• EXERCISE BRIEF
Filter the records below and copy every line containing the word "stick".

[Point localization data]
========================

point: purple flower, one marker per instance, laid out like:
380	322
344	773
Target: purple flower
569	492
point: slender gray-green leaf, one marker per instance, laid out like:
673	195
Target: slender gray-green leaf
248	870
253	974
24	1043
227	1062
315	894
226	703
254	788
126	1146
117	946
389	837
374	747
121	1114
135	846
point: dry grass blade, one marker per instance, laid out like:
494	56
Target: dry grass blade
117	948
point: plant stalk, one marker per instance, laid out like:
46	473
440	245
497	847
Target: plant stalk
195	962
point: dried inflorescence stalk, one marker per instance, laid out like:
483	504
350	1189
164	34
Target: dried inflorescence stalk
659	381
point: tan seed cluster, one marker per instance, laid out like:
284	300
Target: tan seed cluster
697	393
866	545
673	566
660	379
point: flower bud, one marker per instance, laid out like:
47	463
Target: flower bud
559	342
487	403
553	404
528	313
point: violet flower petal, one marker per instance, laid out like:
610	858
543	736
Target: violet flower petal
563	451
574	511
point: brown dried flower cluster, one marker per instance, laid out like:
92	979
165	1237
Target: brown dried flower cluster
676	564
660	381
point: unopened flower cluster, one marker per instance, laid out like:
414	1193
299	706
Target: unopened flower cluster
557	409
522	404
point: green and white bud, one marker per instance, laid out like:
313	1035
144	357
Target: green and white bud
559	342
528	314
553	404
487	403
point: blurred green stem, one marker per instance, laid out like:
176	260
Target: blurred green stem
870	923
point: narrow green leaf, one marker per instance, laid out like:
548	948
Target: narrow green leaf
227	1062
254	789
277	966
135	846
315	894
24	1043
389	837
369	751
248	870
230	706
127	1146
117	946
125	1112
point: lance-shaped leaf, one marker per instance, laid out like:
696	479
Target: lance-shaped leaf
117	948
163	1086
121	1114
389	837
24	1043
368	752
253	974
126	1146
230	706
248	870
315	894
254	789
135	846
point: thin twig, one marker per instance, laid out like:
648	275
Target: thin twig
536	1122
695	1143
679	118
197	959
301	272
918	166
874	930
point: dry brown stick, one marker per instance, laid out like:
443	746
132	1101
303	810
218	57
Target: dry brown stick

========================

• RESPONSE
point: dry brown stick, one marker per instance, laid out like:
Target: dry brown stick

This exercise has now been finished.